*Excerpt provided:*

Among the highlights of those discussions:

· Bali's economy will slow in 2009, growing at a rate of 4.5% down from a current rate of growth of 6%.
· The ailing US Economy will have direct negative impact on Bali's exports for furniture and handicrafts.
· Local income will decline as tourist arrivals to Bali are expected to shrink in 2009.
· Declining tourism numbers may be offset, in part, by lower fuel costs dipping from highs of US $140 per barrel to US $40.

Those in attendance called for unified thinking and action on the part of the government, stakeholders and the people to minimize the negative impact of the current financial crisis.

· Business participants complained that government policies were out of step with the current situation. While interest rates are down worldwide, they remain high in Indonesia.
· Plans to increase regional minimum salary levels by 11% in 2009 may represent a non-viable burden for local entrepreneurs.

*Given material:*
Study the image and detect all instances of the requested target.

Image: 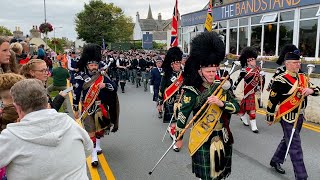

*Task list:*
- a) Could you reproduce the passage on Bali's 2009 economic outlook, beginning at "Those in attendance" and stopping after "high in Indonesia.", substituting "lending rates" for "interest rates"?
- b) Can you pick up the passage on Bali's 2009 economic outlook and continue it from its final point?

*Responses:*
- a)
Those in attendance called for unified thinking and action on the part of the government, stakeholders and the people to minimize the negative impact of the current financial crisis.

· Business participants complained that government policies were out of step with the current situation. While lending rates are down worldwide, they remain high in Indonesia.

- b)
· Tourism workers should focus their attention on markets less affected by the current economic downturn, such as Japan, China, the Middle East and India.
· Businesses should avoid borrowing funds denominated in US dollars because of the weak exchange rate of the rupiah at present.
· Emphasis should be placed on using local products to reduce reliance on imports.
· Provincial economies should be stimulated by higher spending on local development projects.
· Zoning and development rules must be enforced to pave the way for future development.